** start Passage provided **

UNITED STATES DISTRICT COURT FOR THE SOUTHERN DISTRICT OF OHIO WESTERN DIVISION
Aug 12, 2019
Case No. 1:98-cv-92 (S.D. Ohio Aug. 12, 2019)

Opinion

Case No. 1:98-cv-92

08-12-2019

RUMPKE ROAD DEVELOPMENT CORP., et al., Plaintiffs, v. UNION TOWNSHIP, CLERMONT COUNTY, OHIO, et al., Defendants.


ORDER DENYING JOINT MOTION TO AMEND AND DENYING MOTION TO INTERVENE AS MOOT

This matter is before the Court for consideration of two motions: (1) the Joint Motion to Amend the Settlement Plan Attached to the Agreed Judgment Entry and Consent Decree Dated June 26, 2000 ("Joint Motion to Amend") (Doc. 41) filed by Plaintiff Anthony M. Sansalone and Defendants Union Township, Union Township Board of Trustees, and Union Township Board of Zoning Appeals; and (2) the Motion to Intervene (Doc. 46) filed by the Cincinnati Nature Center, Committee to Protect Avey's Way, Mark Lutz, Robb Wing, Maria Keri, and Anne Robinson (collectively "Intervenors"). For the reasons that follow, the Joint Motion to Amend the Settlement Plan (Doc. 41) will be DENIED, and the Motion to Intervene (Doc. 46) will be DENIED AS MOOT.

Anthony M. Sansalone is the sole remaining Plaintiff in this case. Rumpke Road Development Corporation, one of the original Plaintiffs, was dissolved in 2001. Sansalone is its successor-in-interest. (Doc. 37 and Doc. 41 at PageID 1, n. 1.) (PageID numbers are not available for those documents filed before the Court converted from paper files to an electronic filing system in 2003.) In 2009, Sansalone transferred the property at issue to his wife, "Keke" Sansalone. (A. Sansalone Aff., Doc. 41-2 at PageID 12.) Keke Sansalone is named as a Defendant in the related state court action pending in the Clermont County Court of Common Pleas, Cincinnati Nature Center v. Union Township, Case No. 2018 CVH 01675. (Id.)

** end Passage provided **

— Tasks to carry out —
1. According to the court order, in what year was Rumpke Road Development Corporation dissolved?
2. Write the next part of the court order in the Rumpke Road case, picking up after its final sentence.

** start Rows **

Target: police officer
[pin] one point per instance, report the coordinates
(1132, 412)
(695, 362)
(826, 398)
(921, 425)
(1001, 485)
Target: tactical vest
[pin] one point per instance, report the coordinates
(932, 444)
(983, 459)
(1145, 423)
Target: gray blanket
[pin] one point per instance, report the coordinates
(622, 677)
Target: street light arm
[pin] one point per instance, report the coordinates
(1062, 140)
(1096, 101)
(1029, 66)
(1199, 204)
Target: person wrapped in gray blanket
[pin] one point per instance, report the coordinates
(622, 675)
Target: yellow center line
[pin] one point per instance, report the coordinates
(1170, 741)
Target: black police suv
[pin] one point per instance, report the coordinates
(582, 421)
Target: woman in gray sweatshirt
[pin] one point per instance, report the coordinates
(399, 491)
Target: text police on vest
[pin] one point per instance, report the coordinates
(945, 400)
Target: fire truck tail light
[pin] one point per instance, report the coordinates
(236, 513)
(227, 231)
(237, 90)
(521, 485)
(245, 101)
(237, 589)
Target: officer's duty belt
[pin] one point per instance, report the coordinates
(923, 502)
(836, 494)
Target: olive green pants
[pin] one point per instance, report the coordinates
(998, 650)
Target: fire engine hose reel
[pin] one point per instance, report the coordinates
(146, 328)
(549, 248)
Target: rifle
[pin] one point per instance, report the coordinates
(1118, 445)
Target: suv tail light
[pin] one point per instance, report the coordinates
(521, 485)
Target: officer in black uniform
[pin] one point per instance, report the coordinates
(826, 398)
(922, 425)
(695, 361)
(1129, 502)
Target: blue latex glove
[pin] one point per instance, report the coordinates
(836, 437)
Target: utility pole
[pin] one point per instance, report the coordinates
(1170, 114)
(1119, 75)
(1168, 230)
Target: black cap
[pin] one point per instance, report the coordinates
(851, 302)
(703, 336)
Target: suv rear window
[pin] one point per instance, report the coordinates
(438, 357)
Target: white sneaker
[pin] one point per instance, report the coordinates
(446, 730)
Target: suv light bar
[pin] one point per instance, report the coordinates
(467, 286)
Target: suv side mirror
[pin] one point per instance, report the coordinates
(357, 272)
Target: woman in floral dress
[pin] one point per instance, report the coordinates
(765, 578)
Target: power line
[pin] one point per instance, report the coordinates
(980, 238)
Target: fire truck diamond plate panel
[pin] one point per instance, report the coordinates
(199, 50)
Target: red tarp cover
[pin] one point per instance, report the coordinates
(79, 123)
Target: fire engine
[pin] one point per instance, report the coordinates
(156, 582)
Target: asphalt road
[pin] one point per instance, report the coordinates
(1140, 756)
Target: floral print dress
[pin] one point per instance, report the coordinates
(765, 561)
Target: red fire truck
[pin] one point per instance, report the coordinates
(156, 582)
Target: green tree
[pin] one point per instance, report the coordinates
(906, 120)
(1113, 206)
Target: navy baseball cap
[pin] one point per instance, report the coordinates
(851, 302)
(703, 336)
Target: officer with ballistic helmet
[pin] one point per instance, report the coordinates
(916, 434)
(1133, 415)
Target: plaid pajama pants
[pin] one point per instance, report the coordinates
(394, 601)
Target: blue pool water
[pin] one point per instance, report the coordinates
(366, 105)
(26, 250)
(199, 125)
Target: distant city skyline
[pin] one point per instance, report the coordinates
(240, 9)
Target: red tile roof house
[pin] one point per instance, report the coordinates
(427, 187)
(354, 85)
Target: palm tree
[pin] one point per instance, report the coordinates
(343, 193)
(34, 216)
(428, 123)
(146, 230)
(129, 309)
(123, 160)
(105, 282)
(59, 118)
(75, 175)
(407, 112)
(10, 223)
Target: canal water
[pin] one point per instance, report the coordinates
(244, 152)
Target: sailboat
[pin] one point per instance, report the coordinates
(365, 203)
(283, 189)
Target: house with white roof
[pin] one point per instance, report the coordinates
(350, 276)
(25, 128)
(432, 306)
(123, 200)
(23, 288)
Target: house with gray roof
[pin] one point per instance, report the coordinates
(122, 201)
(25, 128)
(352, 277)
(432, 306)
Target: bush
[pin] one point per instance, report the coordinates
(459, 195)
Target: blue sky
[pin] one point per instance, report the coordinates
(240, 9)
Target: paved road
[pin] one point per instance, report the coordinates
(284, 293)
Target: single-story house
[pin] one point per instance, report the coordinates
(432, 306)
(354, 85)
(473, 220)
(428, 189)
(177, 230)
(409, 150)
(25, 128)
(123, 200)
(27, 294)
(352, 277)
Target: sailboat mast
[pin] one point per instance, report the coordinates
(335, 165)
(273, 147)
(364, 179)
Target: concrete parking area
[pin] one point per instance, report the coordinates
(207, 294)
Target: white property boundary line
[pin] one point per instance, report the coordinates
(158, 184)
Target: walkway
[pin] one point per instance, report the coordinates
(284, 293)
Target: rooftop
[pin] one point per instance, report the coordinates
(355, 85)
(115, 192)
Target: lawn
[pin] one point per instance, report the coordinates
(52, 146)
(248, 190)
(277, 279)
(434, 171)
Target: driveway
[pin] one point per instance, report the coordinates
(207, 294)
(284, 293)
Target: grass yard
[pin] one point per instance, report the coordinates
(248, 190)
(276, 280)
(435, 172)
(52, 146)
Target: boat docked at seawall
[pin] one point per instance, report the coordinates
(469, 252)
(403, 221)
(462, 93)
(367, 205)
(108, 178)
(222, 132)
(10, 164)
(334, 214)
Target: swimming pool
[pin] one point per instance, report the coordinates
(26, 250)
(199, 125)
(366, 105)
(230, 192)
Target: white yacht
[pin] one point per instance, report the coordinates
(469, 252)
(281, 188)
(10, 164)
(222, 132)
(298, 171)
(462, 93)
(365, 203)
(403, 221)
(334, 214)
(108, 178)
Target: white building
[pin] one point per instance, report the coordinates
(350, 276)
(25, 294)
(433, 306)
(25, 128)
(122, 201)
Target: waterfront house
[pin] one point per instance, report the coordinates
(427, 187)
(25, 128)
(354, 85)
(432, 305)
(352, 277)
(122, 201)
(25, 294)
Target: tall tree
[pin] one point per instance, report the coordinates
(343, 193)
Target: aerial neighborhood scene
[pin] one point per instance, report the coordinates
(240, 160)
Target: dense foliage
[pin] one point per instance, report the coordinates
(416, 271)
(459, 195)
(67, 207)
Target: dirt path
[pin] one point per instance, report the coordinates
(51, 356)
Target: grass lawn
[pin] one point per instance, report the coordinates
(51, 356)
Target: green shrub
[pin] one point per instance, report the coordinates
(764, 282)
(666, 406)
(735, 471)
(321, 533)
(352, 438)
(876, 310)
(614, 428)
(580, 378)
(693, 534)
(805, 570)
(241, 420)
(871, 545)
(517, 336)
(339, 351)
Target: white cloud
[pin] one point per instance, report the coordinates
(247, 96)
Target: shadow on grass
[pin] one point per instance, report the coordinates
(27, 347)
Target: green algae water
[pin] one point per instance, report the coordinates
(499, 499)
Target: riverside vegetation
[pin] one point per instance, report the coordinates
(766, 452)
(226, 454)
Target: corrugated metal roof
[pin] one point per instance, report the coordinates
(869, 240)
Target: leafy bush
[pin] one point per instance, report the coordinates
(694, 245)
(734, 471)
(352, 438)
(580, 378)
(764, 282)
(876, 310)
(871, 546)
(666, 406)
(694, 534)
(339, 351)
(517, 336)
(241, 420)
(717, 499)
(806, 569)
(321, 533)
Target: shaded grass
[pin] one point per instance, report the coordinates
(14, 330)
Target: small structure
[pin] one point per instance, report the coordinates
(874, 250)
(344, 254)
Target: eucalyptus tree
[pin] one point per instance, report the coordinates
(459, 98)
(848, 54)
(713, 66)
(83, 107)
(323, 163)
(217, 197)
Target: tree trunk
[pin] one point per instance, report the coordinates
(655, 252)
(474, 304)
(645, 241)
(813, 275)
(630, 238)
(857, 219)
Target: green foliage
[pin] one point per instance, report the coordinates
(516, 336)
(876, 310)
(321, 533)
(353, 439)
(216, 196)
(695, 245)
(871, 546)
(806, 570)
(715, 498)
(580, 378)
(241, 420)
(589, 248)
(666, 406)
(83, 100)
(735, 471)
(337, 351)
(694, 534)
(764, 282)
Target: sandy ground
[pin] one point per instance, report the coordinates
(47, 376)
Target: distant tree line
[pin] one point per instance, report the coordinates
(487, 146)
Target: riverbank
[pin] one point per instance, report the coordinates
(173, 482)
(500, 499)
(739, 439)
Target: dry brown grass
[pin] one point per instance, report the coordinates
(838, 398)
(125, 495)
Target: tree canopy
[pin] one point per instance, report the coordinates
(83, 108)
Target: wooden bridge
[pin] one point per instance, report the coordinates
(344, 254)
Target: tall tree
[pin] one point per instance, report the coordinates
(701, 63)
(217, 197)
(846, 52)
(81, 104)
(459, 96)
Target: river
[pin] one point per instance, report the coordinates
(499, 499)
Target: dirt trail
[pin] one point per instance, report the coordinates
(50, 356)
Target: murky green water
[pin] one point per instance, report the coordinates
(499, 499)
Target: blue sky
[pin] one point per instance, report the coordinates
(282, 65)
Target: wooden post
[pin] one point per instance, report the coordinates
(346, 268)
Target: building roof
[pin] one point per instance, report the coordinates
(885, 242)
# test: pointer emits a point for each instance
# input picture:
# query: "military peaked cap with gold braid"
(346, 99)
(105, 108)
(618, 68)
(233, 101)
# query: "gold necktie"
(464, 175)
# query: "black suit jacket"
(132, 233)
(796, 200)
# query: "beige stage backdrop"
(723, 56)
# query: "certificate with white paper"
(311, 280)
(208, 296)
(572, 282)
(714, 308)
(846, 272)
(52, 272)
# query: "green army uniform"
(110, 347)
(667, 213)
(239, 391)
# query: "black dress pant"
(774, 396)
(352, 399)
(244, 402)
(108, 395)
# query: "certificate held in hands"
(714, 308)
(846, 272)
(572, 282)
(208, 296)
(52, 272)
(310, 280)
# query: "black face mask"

** end Rows **

— Answers provided —
1. 2001

2.
I. BACKGROUND

A. Facts

This case involves a 21-year-old dispute over efforts to develop approximately 271 acres of real property in Clermont County, Ohio located between Interstate 275, Old State Route 74, and the Cincinnati Nature Center. (Doc. 41 at PageID 3; Doc. 41-4 at PageID 32.) In 1998, Rumpke Road Development Corporation and eight individual property owners initiated this action challenging the zoning restrictions applicable to the property as unconstitutional. (Doc. 1.)

According to the original Plaintiffs, the Defendants zoned the subject real estate "R-1" single family detached residential structure zone and "S-1" special zone (with regulations identical to those applicable to "A-1" agricultural conservation zones). (Doc. 1, ¶¶ 12-14.) According to the Complaint, "A-1" zoning regulations allow only farm and agricultural uses, single family dwellings on lots of at least two acres, forest and wildlife preservation, and other specific uses inconsistent with the development Plaintiffs proposed in 1998. (Id. at ¶ 15.)

In 2000, the parties stipulated that Anthony Sansalone, Trustee—as the new title holder to the property at issue—should be substituted for the original Plaintiffs in this case, leaving only Rumpke Road Development Corporation and Anthony Sansalone, Trustee as Plaintiffs. (Doc. 37.) The case caption changed at that time to reflect the new ownership. (Doc. 39.)

On June 26, 2000, the parties entered into—and the Court approved—an Agreed Judgment Entry and Consent Decree ("Consent Decree") resolving the litigation. (Doc. 40.) The Consent Decree, provides:

WHEREAS, Plaintiff is desirous of developing the subject real estate as a planned single family detached housing residential community and is willing to submit the development thereof to
certain restrictions set forth herein which Defendant believes to be in the best interest of Union Township;

* * *
6. Defendant hereby authorizes, and Plaintiff is hereby authorized, to develop and use the subject real estate as a single family detached housing residential community, recreational facilities, and open space, as provided herein.
7. The development and use of the subject real estate shall be consistent with the intent and purpose of the following documents, which have been stipulated to by the parties and are incorporated herein by reference:

* * *
(B) Exhibit "B," the Settlement Plan containing the following elements: (1) Not more than 575 detached units may be developed on the subject real estate [with minimum lot size and square footage requirements].

* * *
14. Any changes, amendments, or revisions to the terms and provisions hereof shall be in writing and shall be subject to the approval of both Plaintiff and Defendant, neither or whom shall unreasonably withhold its consent.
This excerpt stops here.